■ **WORK ORDER**: Begin at the first line of the data and copy each line through the one containing "point(33, 212)", that line included, with no pictures.

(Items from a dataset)
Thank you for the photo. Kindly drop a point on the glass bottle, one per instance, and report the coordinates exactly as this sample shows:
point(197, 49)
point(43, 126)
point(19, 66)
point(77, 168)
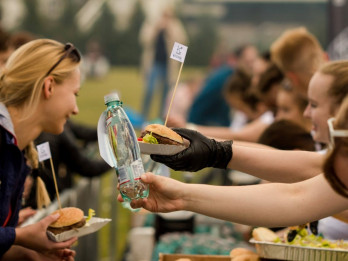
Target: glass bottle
point(125, 149)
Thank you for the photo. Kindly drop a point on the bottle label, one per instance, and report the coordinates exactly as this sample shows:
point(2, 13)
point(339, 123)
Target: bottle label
point(108, 121)
point(123, 175)
point(138, 169)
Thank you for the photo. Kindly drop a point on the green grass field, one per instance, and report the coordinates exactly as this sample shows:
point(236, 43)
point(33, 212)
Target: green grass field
point(128, 83)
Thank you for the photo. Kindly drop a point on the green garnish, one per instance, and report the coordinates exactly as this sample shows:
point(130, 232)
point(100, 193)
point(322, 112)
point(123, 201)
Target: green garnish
point(148, 138)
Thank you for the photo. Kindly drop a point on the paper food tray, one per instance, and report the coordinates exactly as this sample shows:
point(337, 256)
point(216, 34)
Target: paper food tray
point(160, 149)
point(292, 252)
point(93, 225)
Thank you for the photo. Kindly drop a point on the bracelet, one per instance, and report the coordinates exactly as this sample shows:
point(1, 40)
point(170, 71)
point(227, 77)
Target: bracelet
point(191, 126)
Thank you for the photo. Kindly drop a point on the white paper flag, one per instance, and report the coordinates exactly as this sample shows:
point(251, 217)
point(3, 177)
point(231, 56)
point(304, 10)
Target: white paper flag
point(44, 151)
point(179, 52)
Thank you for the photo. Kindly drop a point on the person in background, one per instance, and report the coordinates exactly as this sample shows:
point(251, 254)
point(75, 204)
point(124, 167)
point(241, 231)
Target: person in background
point(157, 39)
point(185, 93)
point(210, 107)
point(95, 64)
point(327, 89)
point(69, 158)
point(268, 85)
point(26, 91)
point(291, 106)
point(270, 205)
point(298, 55)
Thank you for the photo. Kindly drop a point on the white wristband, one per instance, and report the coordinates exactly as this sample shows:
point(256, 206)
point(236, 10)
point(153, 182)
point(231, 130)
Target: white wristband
point(191, 126)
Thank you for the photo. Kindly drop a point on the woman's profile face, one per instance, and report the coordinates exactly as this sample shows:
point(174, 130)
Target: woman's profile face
point(61, 104)
point(319, 108)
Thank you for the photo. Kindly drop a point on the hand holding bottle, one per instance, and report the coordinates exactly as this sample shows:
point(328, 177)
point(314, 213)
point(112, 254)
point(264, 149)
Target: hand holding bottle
point(166, 194)
point(202, 152)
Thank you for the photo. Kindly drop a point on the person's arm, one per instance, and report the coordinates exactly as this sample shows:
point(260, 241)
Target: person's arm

■ **ANSWER BOX**:
Thank you for the photo. Kindly drop a point on the glass bottle, one per instance, and report the coordinates exactly as this sample shows:
point(197, 49)
point(43, 126)
point(19, 66)
point(77, 168)
Target: glass bottle
point(125, 149)
Thank you for the photo. Kindly drop a point on the bottle label, one per instance, and report the coordinates exactly as this sample shows:
point(2, 13)
point(339, 123)
Target: bottle label
point(108, 121)
point(123, 175)
point(138, 169)
Thank you for the photo. Kindly drop a point on the green grass field, one per instance, and report the coordinates exactly as this sample shows:
point(236, 43)
point(33, 212)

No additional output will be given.